[Saved entries]
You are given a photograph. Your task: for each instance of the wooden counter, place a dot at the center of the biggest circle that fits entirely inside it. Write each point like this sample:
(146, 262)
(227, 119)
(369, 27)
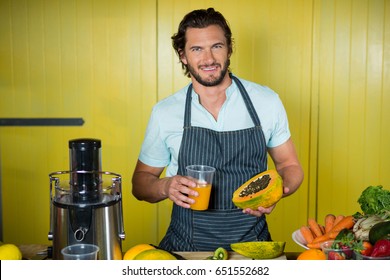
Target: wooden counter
(38, 251)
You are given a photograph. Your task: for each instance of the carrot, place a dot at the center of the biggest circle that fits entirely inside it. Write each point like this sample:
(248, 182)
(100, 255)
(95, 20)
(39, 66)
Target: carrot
(314, 226)
(346, 222)
(322, 238)
(329, 222)
(338, 219)
(314, 245)
(307, 234)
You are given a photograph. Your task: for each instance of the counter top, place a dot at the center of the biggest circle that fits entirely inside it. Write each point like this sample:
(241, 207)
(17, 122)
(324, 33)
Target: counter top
(39, 251)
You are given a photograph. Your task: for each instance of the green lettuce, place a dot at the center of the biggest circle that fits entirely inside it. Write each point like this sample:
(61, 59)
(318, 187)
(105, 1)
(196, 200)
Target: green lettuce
(374, 200)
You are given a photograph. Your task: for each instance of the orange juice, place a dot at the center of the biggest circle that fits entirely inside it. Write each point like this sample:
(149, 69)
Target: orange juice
(202, 201)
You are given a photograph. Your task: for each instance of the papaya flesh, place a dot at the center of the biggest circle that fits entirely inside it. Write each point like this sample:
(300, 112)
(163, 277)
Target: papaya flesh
(155, 254)
(259, 250)
(264, 189)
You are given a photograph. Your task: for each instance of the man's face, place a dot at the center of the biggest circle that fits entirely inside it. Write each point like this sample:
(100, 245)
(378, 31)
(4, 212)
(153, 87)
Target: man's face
(206, 55)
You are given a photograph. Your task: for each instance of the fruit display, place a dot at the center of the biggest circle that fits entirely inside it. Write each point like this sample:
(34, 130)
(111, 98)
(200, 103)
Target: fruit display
(364, 235)
(219, 254)
(259, 249)
(264, 189)
(135, 250)
(10, 252)
(312, 254)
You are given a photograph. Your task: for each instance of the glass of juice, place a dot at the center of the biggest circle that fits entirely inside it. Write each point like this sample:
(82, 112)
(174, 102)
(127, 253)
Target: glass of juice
(203, 175)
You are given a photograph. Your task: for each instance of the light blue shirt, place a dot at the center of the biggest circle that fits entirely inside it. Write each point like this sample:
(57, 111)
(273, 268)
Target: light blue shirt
(165, 129)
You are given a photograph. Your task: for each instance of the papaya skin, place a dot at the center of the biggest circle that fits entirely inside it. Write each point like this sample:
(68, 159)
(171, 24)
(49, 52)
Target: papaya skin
(264, 198)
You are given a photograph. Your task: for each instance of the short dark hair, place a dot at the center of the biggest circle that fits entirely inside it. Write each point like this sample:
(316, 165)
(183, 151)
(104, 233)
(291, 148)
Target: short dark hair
(200, 19)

TASK DIRECTIONS:
In your answer, print the entries above exactly, with the pictures left out.

REPLY:
You are given a photograph. Your task: for each instance of the wooden counter, place a dot at the center of the biggest circle that fits entirely inside it. Write each point like this sample:
(146, 262)
(227, 119)
(369, 27)
Target: wooden counter
(38, 251)
You are given a photograph. Your task: for each instance of the carrot, place a dot at the center of the biggest circle that fits entirely inside it. Write each point like this sample:
(248, 182)
(100, 255)
(95, 20)
(39, 66)
Target: carrot
(314, 226)
(346, 222)
(322, 238)
(329, 222)
(338, 219)
(314, 245)
(307, 234)
You are given a photograph. Your task: for each instance of the counter top, place a dot at the center of the biggest circle that fits entirely inside it. Write each point like this sample:
(241, 207)
(17, 122)
(324, 33)
Target: counter top
(39, 251)
You are given a photograph. Your task: for each instance of the green lettuce, place a dot at the center of the biggest circle that fits entirely inside it. Write each point like this sample:
(61, 59)
(318, 187)
(105, 1)
(196, 200)
Target: green lettuce
(374, 200)
You are given a photograph. Your task: for each instance of the orange juice, place a dot at the center of the biggest circle that fits entirely inside it. Write each point like this sample:
(149, 69)
Target: orange juice
(202, 201)
You are given a photograph. Your task: for each instance of the papaya flesh, place a dot at the center of the biggest circle that fits entirely inside it. Write each point like this sample:
(300, 112)
(163, 277)
Target: papaya flesh
(155, 254)
(259, 250)
(264, 189)
You are given a photograph. Your task: for each instance of the man's face, place a dot at the center of the biggest circle that fits entirely inside it. Write each point like this sample:
(100, 245)
(378, 31)
(4, 212)
(153, 87)
Target: man's face
(206, 55)
You are given a photograph. Your task: for each instance of the fruit display, place a dot at the center of the biggest circle that fits entirely inside it. Write each point like this sample:
(34, 130)
(111, 98)
(200, 103)
Target: fruit display
(364, 235)
(219, 254)
(259, 249)
(264, 189)
(135, 250)
(10, 252)
(312, 254)
You are given a photograph. Your task: for each instance of the glass of juice, place a dot at the center of the biggest circle that fits entirely inside it. Write each point like this sample:
(82, 112)
(174, 102)
(127, 253)
Target: glass of juice
(203, 175)
You are given a photograph. Your task: for each instance of the light blue shirt, place a dot at the center of the biggest circle that fits entirely inside it. Write each point like this sample:
(57, 111)
(273, 268)
Target: light blue shirt
(165, 129)
You are given a photograph. Your task: for each instance of the papaya skin, place a dot at the center of the biggest circle that fits entirely inside it. Write each point like this sample:
(68, 159)
(171, 24)
(49, 52)
Target: papaya skin
(264, 198)
You are given a photograph. Your task: for each instance of the short dark hair, place a dot at the center of the biggest circle that fits entirely inside it. Write each point like this sample:
(316, 165)
(183, 151)
(104, 233)
(291, 148)
Target: short dark hair
(200, 19)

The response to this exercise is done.